Reproduce the entries below, changing "painted face" to "porcelain face" and leaving every other character as it is. Omit the pictures.
**********
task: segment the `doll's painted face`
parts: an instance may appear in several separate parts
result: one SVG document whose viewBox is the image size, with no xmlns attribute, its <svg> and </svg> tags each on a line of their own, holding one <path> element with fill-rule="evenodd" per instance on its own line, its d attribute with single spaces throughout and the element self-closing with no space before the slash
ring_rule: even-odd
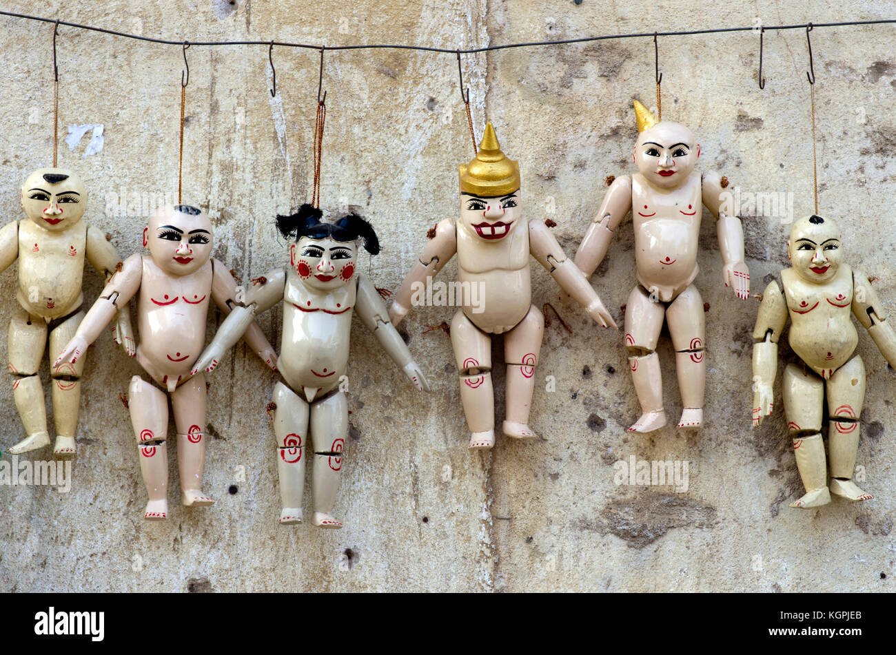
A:
<svg viewBox="0 0 896 655">
<path fill-rule="evenodd" d="M 358 246 L 353 241 L 303 236 L 289 246 L 289 264 L 306 286 L 332 291 L 355 277 Z"/>
<path fill-rule="evenodd" d="M 697 164 L 700 144 L 684 125 L 662 121 L 638 135 L 632 150 L 638 171 L 654 186 L 674 189 L 685 183 Z"/>
<path fill-rule="evenodd" d="M 22 208 L 44 229 L 61 231 L 81 220 L 87 190 L 81 178 L 64 168 L 39 168 L 22 187 Z"/>
<path fill-rule="evenodd" d="M 211 256 L 214 235 L 205 212 L 189 205 L 159 209 L 143 230 L 152 260 L 173 276 L 199 270 Z"/>
<path fill-rule="evenodd" d="M 485 198 L 461 194 L 461 222 L 484 241 L 500 241 L 520 222 L 520 190 Z"/>
<path fill-rule="evenodd" d="M 801 218 L 790 230 L 787 253 L 800 277 L 813 284 L 826 282 L 836 276 L 843 261 L 840 227 L 831 218 Z"/>
</svg>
**********
**In response**
task: segment the `doll's porcelain face`
parts: an instance may appear in several separate parts
result: one SVG document whose viewBox is the image size, with no xmlns attribute, its <svg> and </svg> tags each on a line of their own, holding one <path> element with fill-rule="evenodd" per instance on its own line, its d attribute with single spaces throughout and the element self-closing with no space before the slash
ring_rule: even-odd
A:
<svg viewBox="0 0 896 655">
<path fill-rule="evenodd" d="M 358 246 L 353 241 L 303 236 L 289 246 L 289 264 L 306 286 L 332 291 L 355 277 Z"/>
<path fill-rule="evenodd" d="M 697 164 L 700 144 L 684 125 L 662 121 L 638 135 L 632 150 L 638 171 L 654 186 L 674 189 L 685 183 Z"/>
<path fill-rule="evenodd" d="M 22 208 L 44 229 L 61 231 L 81 220 L 87 190 L 81 178 L 64 168 L 39 168 L 22 187 Z"/>
<path fill-rule="evenodd" d="M 211 256 L 214 235 L 205 212 L 189 205 L 159 209 L 143 230 L 152 260 L 173 276 L 199 270 Z"/>
<path fill-rule="evenodd" d="M 485 198 L 461 194 L 461 222 L 484 241 L 500 241 L 520 222 L 520 190 Z"/>
<path fill-rule="evenodd" d="M 801 218 L 790 230 L 787 253 L 800 277 L 813 284 L 826 282 L 836 276 L 843 261 L 840 227 L 831 218 Z"/>
</svg>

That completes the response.